Supplied material:
★ ★ ★
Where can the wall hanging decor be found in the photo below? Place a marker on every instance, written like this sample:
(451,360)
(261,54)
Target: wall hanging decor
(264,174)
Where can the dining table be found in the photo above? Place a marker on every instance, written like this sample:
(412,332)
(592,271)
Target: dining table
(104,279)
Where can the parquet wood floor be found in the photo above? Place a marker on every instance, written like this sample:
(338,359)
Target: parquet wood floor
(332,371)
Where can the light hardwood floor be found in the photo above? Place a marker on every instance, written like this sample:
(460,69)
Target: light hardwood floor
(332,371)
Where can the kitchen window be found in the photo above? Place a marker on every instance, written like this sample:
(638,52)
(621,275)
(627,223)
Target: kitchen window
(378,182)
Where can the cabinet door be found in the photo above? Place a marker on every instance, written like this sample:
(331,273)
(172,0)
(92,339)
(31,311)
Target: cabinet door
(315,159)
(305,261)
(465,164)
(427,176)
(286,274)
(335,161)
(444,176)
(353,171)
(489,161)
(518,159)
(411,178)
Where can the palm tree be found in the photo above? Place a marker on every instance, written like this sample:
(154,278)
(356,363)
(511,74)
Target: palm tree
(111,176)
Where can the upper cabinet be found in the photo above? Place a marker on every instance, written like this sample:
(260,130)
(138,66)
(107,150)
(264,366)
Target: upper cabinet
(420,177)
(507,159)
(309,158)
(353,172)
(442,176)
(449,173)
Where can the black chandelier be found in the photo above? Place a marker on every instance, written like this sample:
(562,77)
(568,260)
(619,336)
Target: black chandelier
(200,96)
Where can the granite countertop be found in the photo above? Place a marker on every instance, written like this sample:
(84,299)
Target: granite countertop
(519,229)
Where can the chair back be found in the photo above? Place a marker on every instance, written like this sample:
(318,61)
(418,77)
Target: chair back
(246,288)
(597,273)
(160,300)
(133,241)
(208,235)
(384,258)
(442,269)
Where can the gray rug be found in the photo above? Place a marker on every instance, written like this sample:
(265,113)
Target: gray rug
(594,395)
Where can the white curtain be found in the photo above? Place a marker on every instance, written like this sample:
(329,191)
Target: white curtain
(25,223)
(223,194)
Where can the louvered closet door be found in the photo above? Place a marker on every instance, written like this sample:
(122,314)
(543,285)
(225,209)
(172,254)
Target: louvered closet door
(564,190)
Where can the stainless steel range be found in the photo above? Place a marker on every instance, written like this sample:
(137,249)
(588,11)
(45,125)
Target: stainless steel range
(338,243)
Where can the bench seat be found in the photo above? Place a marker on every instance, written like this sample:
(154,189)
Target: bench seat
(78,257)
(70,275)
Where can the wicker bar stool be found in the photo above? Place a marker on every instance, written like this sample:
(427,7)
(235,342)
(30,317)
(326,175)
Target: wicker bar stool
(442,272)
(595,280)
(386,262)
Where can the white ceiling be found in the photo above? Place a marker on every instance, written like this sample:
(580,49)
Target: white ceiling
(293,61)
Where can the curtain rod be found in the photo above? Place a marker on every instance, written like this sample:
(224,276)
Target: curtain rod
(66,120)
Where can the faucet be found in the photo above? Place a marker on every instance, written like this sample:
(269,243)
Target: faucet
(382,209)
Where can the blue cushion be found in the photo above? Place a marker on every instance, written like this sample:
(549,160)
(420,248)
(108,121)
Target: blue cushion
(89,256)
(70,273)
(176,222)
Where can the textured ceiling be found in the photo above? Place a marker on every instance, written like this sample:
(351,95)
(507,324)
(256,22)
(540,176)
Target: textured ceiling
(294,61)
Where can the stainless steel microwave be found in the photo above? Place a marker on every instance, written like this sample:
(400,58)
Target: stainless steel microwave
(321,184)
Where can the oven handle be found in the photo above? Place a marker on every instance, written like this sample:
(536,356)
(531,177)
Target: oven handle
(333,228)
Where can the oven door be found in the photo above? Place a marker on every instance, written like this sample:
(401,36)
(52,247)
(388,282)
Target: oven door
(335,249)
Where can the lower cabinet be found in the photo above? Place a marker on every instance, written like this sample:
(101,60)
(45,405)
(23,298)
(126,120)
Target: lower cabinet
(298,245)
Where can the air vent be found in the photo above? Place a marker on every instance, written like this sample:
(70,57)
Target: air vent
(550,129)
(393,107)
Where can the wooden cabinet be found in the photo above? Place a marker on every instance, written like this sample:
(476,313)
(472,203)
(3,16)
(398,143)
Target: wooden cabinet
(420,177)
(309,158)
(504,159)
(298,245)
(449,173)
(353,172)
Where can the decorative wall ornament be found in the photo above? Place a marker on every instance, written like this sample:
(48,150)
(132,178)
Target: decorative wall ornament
★ ★ ★
What you have to do:
Exactly and exclusively, repeat the lines from the line that contains "Where can the faucet" through the end of the records, both ends included.

Answer in full:
Where can the faucet be found in the photo above? Place a marker on every instance, written like this sample:
(269,243)
Target: faucet
(382,209)
Where can the blue cushion be found in the photo above? Place a marker on every instance, written like this sample:
(549,160)
(420,248)
(108,121)
Target: blue cushion
(89,256)
(70,273)
(176,222)
Where can the textured ceiling be found in the photo above? Place a marker on every instance, written like this sample:
(351,95)
(507,324)
(256,22)
(540,176)
Target: textured ceiling
(294,61)
Where can the stainless steel microwave be found in the photo above? Place a marker on every instance, written like this sample:
(400,58)
Target: stainless steel microwave
(321,184)
Where can the oven handle be found in the photo above? Place a marker on every instance, written like this sample:
(536,356)
(531,177)
Target: oven handle
(333,228)
Where can the oven door be found in the photo above? Place a marker on every instance, written like this sample:
(401,36)
(52,247)
(388,282)
Target: oven door
(335,249)
Where can the lower cabinet be found in the photo above? Place a marker on every instance, written like this sample:
(101,60)
(45,405)
(23,298)
(126,120)
Target: lower cabinet
(298,245)
Where can the air vent be found in the photo above? Place a marker on every instance, written like this sample:
(70,57)
Target: air vent
(550,129)
(393,107)
Where can the wooden cabinet be found in the photo above? Place a marker on every instance, written like this sample:
(476,313)
(472,203)
(3,16)
(398,143)
Target: wooden cabinet
(420,177)
(309,158)
(504,159)
(298,245)
(449,173)
(353,172)
Where can the decorative wall ornament be found in the photo above? Place a marker on every instance, written like this sample:
(48,150)
(132,178)
Target: decorative wall ornament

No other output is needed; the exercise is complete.